● Task 1
In the passage on Kichwa-Spanish bilinguals, which Kichwa quantifier was tested for the "some, but not all" interpretation?
● Task 2
According to the passage on Kichwa-Spanish bilinguals, why do the fourth experiment's results give a yes answer to the fourth research question? Explain in one to three sentences.

● Supplied text
========================================
In the fourth experiment involving highly educated Kichwa-Spanish bilinguals, no sociolinguistic variables were found to predict the Acceptance rate within the “3 out of 4” context. The correlation Table 14 below, pertains to the “4 out of 4” context.
In the fourth experiment, it is observed that none of the sociolinguistic variables are predictive of the Acceptance rate for the “4 out of 4” context among highly educated Kichwa-Spanish bilinguals. Moreover, when considering the categorical acceptance rates from the same experiment, neither the scores from the ALEQ-3 questionnaire's sociolinguistic variables nor the Flaker test scores exhibited any influence on the acceptance outcomes (see Figure 9).
5.4 Discussion experiment 4
The results from the fourth experiment affirmatively address the fourth research question, which asks, Do Imbabura Kichwa-Spanish bilingual participants generate the “wakin, mana tukuy = some, but not all” pragmatic interpretation with the Kichwa existential quantifier wakin? It has been established that Kichwa speakers can indeed generate the “some, but not all” interpretation with the Kichwa quantifier wakin.
========================================
● Raw records

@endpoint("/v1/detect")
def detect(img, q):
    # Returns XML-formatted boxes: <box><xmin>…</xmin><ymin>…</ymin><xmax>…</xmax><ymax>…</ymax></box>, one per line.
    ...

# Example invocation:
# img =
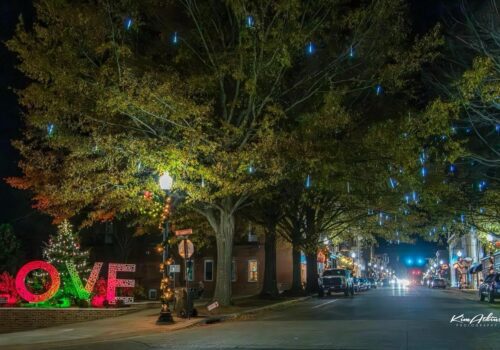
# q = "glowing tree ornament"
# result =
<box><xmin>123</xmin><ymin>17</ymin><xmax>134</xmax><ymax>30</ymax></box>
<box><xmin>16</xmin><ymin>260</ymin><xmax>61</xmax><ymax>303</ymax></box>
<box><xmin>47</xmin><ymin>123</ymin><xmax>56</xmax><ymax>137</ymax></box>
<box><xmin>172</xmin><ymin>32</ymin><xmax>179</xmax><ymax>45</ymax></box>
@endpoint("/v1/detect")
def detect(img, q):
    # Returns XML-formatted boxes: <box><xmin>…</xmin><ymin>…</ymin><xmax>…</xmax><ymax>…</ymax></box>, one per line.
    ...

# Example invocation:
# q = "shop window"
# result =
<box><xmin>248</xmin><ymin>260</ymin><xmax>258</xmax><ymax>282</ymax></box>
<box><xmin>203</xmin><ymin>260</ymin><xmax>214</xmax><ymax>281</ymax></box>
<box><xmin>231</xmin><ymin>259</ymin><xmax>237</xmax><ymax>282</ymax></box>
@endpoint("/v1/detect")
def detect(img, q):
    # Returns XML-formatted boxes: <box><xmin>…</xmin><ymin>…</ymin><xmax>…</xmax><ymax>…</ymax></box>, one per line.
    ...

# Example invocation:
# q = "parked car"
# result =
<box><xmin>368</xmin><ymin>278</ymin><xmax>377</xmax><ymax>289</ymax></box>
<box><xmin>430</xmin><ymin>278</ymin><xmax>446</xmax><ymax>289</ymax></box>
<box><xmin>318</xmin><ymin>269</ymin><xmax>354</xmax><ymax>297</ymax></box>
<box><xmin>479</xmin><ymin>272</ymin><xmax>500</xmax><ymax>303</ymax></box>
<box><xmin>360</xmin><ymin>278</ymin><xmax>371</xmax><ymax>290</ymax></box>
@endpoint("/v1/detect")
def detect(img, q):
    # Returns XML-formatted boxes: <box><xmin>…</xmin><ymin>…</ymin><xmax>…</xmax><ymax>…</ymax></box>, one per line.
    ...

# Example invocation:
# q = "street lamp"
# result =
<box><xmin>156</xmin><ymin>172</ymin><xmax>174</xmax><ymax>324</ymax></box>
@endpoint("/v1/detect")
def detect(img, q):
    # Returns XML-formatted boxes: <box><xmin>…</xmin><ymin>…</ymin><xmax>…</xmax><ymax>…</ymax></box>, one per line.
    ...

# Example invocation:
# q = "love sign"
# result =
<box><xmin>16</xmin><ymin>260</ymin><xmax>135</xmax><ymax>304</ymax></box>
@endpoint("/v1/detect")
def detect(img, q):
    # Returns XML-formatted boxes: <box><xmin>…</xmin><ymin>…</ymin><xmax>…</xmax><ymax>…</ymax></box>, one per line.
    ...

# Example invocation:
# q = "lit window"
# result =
========================================
● Worked answer 1
The existential quantifier wakin.

● Worked answer 2
The fourth research question asks whether Imbabura Kichwa-Spanish bilinguals generate the "wakin, mana tukuy = some, but not all" interpretation with the quantifier wakin. The experiment established that Kichwa speakers can generate that interpretation with wakin, so the answer is yes.